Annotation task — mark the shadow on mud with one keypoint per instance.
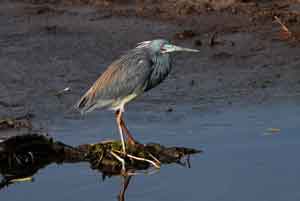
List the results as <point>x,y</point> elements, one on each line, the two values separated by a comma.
<point>22,156</point>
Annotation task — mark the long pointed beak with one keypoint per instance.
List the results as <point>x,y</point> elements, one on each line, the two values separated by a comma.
<point>178,48</point>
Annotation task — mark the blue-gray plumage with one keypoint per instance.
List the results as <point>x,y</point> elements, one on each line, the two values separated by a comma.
<point>134,73</point>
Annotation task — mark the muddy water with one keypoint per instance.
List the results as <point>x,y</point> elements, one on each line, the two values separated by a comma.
<point>242,160</point>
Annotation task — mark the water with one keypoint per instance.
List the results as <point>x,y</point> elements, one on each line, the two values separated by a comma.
<point>242,160</point>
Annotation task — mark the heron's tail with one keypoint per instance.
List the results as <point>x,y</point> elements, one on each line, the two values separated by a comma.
<point>84,105</point>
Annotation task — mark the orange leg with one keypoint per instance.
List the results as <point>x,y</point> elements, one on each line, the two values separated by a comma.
<point>122,128</point>
<point>118,118</point>
<point>130,138</point>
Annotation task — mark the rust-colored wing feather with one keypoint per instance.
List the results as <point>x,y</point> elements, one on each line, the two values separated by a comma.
<point>125,76</point>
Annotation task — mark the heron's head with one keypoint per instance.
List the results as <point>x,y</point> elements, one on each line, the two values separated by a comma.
<point>161,46</point>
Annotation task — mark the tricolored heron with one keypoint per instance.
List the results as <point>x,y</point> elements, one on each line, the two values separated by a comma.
<point>134,73</point>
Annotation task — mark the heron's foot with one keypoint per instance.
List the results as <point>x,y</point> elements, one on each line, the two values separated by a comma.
<point>122,161</point>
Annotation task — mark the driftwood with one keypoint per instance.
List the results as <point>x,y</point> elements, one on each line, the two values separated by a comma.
<point>22,156</point>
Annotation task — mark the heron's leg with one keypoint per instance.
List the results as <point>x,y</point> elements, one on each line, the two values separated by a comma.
<point>130,138</point>
<point>119,118</point>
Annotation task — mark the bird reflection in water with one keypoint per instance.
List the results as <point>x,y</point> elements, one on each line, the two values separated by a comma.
<point>21,157</point>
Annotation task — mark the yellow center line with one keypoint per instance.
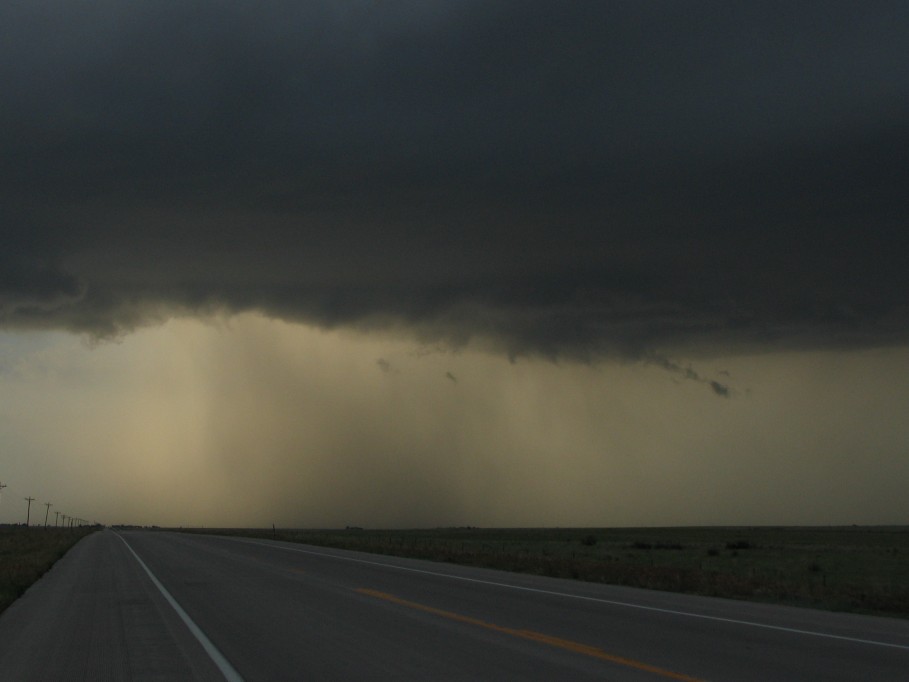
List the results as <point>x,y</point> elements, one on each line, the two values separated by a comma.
<point>567,644</point>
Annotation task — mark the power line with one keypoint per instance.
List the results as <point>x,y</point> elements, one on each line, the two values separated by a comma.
<point>28,515</point>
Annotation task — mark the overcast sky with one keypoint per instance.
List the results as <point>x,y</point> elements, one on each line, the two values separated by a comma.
<point>486,263</point>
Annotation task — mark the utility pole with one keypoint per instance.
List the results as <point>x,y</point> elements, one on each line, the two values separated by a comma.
<point>28,515</point>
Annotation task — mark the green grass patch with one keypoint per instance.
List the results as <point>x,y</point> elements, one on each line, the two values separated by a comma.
<point>27,553</point>
<point>855,569</point>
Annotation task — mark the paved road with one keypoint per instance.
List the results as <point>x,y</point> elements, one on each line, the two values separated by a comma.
<point>166,606</point>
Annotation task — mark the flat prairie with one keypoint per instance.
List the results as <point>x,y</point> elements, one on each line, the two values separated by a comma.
<point>26,553</point>
<point>860,569</point>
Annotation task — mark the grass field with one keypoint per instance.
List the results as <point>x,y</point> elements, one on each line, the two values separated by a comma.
<point>27,553</point>
<point>856,569</point>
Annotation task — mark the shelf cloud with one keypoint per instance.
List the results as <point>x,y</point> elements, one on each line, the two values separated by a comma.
<point>567,180</point>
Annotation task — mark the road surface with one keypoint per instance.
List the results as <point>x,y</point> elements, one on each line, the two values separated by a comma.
<point>146,605</point>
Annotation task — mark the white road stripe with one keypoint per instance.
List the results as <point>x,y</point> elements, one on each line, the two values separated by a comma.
<point>568,595</point>
<point>230,674</point>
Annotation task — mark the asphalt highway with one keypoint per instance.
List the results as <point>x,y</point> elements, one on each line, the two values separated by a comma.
<point>146,605</point>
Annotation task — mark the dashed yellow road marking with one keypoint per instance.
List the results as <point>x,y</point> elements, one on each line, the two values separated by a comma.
<point>566,644</point>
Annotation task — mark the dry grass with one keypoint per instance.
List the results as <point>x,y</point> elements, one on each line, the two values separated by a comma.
<point>856,569</point>
<point>27,553</point>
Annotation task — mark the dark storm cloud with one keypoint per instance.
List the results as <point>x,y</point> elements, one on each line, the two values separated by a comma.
<point>564,178</point>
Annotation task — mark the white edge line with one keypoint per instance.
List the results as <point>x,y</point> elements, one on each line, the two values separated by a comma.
<point>568,595</point>
<point>230,674</point>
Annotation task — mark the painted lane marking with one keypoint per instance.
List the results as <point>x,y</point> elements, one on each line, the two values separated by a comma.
<point>230,674</point>
<point>567,644</point>
<point>568,595</point>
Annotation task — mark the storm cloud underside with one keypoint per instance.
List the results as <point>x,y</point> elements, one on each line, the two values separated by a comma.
<point>575,179</point>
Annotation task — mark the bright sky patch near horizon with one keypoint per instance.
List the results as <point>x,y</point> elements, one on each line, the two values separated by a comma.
<point>251,421</point>
<point>454,263</point>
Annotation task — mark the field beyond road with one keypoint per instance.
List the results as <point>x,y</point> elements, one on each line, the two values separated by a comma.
<point>26,553</point>
<point>857,569</point>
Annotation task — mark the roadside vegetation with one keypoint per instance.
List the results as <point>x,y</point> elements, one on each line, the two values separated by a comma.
<point>26,553</point>
<point>855,569</point>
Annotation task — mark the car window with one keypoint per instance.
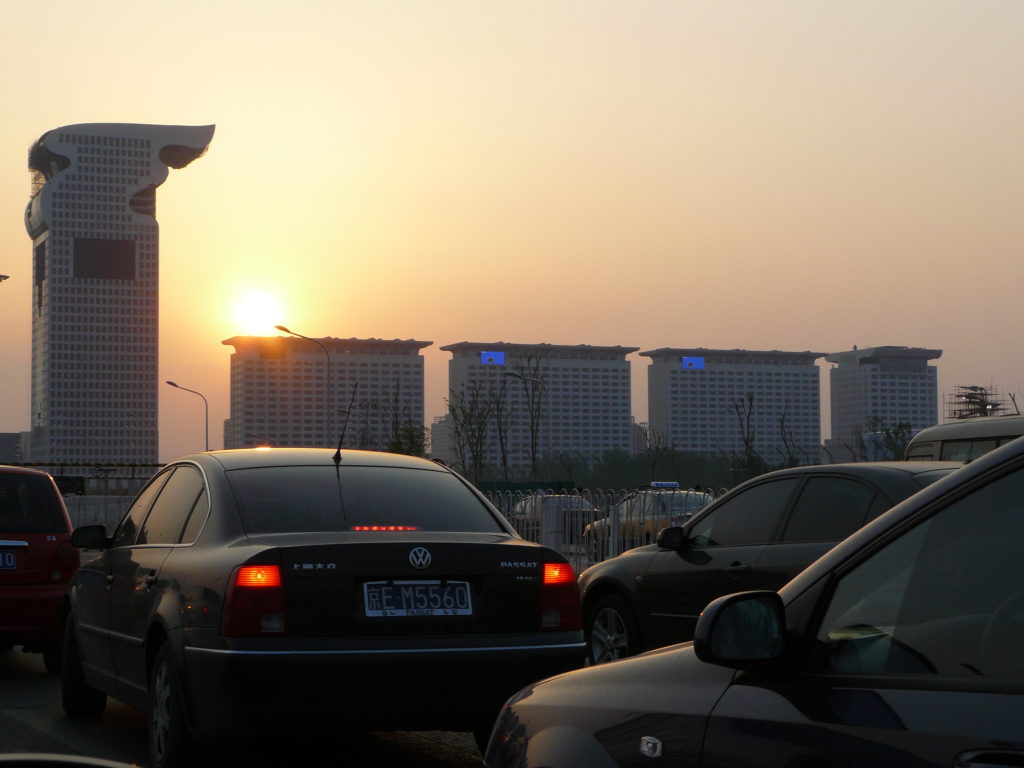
|---|
Instructions to follow: Express every line of the rows above as a Markdown table with the columns Line and Text, numbering each line and skipping blank lines. Leave the pictures out.

Result below:
| Line | Text |
|---|---|
| 1 | Annotation task — mark the shadow on mud with one keypoint per instance. |
| 2 | List the results as <point>x,y</point> elements, one on each line, the two values separated by a comma. |
| 3 | <point>22,156</point> |
| 4 | Annotation task — mark the long pointed beak with one keypoint per instance. |
| 5 | List the results as <point>x,y</point> elements, one on each line, the two values separated by a comma. |
| 6 | <point>178,48</point> |
| 7 | Annotation task — mark the blue-gray plumage with one keypoint per instance. |
| 8 | List the results as <point>x,y</point> elements, one on each line, the two values separated by a comma. |
| 9 | <point>134,73</point> |
| 10 | Annotation task — mark the muddy water with one keypoint per instance. |
| 11 | List the results as <point>x,y</point> elements, one on each line, the two values separated by a comma. |
| 12 | <point>242,160</point> |
| 13 | Annotation task — mark the water with one keypoint per instance. |
| 14 | List the results as <point>x,y</point> elements, one on each line, the two values separated by a comma. |
| 15 | <point>242,160</point> |
| 16 | Annotation task — mark the heron's tail with one keypoint per instance. |
| 17 | List the results as <point>x,y</point> elements, one on each line, the two values separated by a comma. |
| 18 | <point>84,105</point> |
| 19 | Annotation task — mark the orange leg with one keypoint per instance. |
| 20 | List the results as <point>x,y</point> elements, one on each line, the two values separated by a comma. |
| 21 | <point>122,128</point> |
| 22 | <point>118,118</point> |
| 23 | <point>130,138</point> |
| 24 | Annotation task — mark the rust-colored wing feather with one keypoint per instance. |
| 25 | List the results as <point>x,y</point> elements, one on each line, the two values separated by a comma. |
| 26 | <point>125,76</point> |
| 27 | Annotation task — mark the heron's head with one keypoint per instance. |
| 28 | List the results as <point>x,y</point> elements, one on each line, the two values separated by a comma. |
| 29 | <point>161,46</point> |
| 30 | Annotation task — mark the tricolored heron with one keypoint per instance. |
| 31 | List the results as <point>x,y</point> elements, one on each line, the two values separated by a comma. |
| 32 | <point>134,73</point> |
| 33 | Annotation task — mark the heron's foot with one keypoint per instance. |
| 34 | List the results as <point>x,y</point> elements, one on each line, the two values separated by a comma. |
| 35 | <point>122,161</point> |
| 36 | Annotation task — mark the driftwood with one keypoint per instance. |
| 37 | List the results as <point>x,y</point> elements, one on each line, the two values separated by a comma. |
| 38 | <point>22,156</point> |
| 39 | Annotation task — mark the heron's leg with one keypoint per instance. |
| 40 | List the results as <point>x,y</point> elements, one on each line, the two values separated by a comma. |
| 41 | <point>130,138</point> |
| 42 | <point>119,118</point> |
| 43 | Annotation task — mark the bird reflection in water with one keypoint per instance. |
| 44 | List the results as <point>x,y</point> elements, one on each line, the two values separated by a comma. |
| 45 | <point>21,157</point> |
| 46 | Annotation task — mark the yellow center line with one keypoint per instance. |
| 47 | List the results as <point>x,y</point> elements, one on each line, the two values separated by a comma. |
| 48 | <point>567,644</point> |
| 49 | Annotation task — mark the power line with one keypoint per instance. |
| 50 | List the results as <point>x,y</point> elements, one on each line, the two values separated by a comma. |
| 51 | <point>28,515</point> |
| 52 | Annotation task — mark the overcast sky with one keypoint per instance. |
| 53 | List the results as <point>x,y</point> elements, one on each line, the two values separated by a comma. |
| 54 | <point>486,263</point> |
| 55 | Annotation task — mark the utility pole with one keypoint per instance. |
| 56 | List the results as <point>x,y</point> elements, one on each line, the two values separated by a comma. |
| 57 | <point>28,515</point> |
| 58 | Annotation task — mark the green grass patch with one keypoint per instance. |
| 59 | List the results as <point>x,y</point> elements, one on each line, the two values separated by a comma. |
| 60 | <point>27,553</point> |
| 61 | <point>855,569</point> |
| 62 | Annotation task — mark the paved road with one keypoint per instance. |
| 63 | List the results as <point>x,y</point> elements, one on each line, the two values separated by a comma. |
| 64 | <point>166,606</point> |
| 65 | Annotation task — mark the flat prairie with one keypoint per instance. |
| 66 | List the results as <point>x,y</point> elements, one on each line, the two values separated by a comma. |
| 67 | <point>26,553</point> |
| 68 | <point>860,569</point> |
| 69 | Annotation task — mark the grass field with one keypoint per instance. |
| 70 | List the results as <point>x,y</point> elements, one on each line, the two values separated by a comma. |
| 71 | <point>27,553</point> |
| 72 | <point>856,569</point> |
| 73 | Annotation task — mark the shelf cloud with one keypoint per instance. |
| 74 | List the results as <point>x,y</point> elements, one on each line, the two values separated by a comma. |
| 75 | <point>567,180</point> |
| 76 | Annotation task — mark the road surface with one keypoint per instance. |
| 77 | List the results as <point>x,y</point> elements, one on each line, the two values separated by a comma. |
| 78 | <point>146,605</point> |
| 79 | Annotation task — mark the white road stripe with one keypoint per instance. |
| 80 | List the results as <point>x,y</point> elements, one on each line, the two values separated by a comma. |
| 81 | <point>568,595</point> |
| 82 | <point>230,674</point> |
| 83 | Annotation task — mark the asphalt highway with one keypoint per instance. |
| 84 | List the results as <point>x,y</point> elements, one on each line, the two values separated by a comma. |
| 85 | <point>146,605</point> |
| 86 | Annotation task — mark the dashed yellow road marking with one keypoint per instance. |
| 87 | List the results as <point>x,y</point> elements, one on each line, the two values separated by a comma. |
| 88 | <point>566,644</point> |
| 89 | Annotation task — mark the dry grass with one keypoint per instance. |
| 90 | List the results as <point>x,y</point> elements, one on each line, the two values separated by a comma. |
| 91 | <point>856,569</point> |
| 92 | <point>27,553</point> |
| 93 | Annotation task — mark the dark storm cloud with one keypoint per instance. |
| 94 | List the results as <point>x,y</point> elements, one on each line, the two values separated by a comma. |
| 95 | <point>564,178</point> |
| 96 | Annotation task — mark the white edge line with one keypoint per instance. |
| 97 | List the results as <point>x,y</point> elements, one on each line, the two values separated by a comma. |
| 98 | <point>568,595</point> |
| 99 | <point>230,674</point> |
| 100 | Annotation task — mark the painted lane marking with one keypoint per instance. |
| 101 | List the results as <point>x,y</point> elements, one on each line, the two values separated by a comma. |
| 102 | <point>230,674</point> |
| 103 | <point>567,644</point> |
| 104 | <point>568,595</point> |
| 105 | Annotation task — mark the storm cloud underside with one keypoint per instance. |
| 106 | List the results as <point>x,y</point> elements, one on each line, the two values separated by a comma. |
| 107 | <point>575,179</point> |
| 108 | Annotation task — mark the bright sky patch near horizon with one keypoint per instance. |
| 109 | List the results as <point>x,y</point> elements, one on each line, the two values separated by a comma. |
| 110 | <point>251,421</point> |
| 111 | <point>454,263</point> |
| 112 | Annotation task — mark the field beyond road with one keypoint per instance. |
| 113 | List the results as <point>x,y</point> elements, one on each line, the two values separated by a comma. |
| 114 | <point>26,553</point> |
| 115 | <point>857,569</point> |
| 116 | Annotation task — mark the roadside vegetation with one keypoint per instance. |
| 117 | List the results as <point>x,y</point> elements, one on each line, the two values separated by a comma. |
| 118 | <point>26,553</point> |
| 119 | <point>855,569</point> |
| 120 | Annotation task — mark the car window with one keypoint per instance. |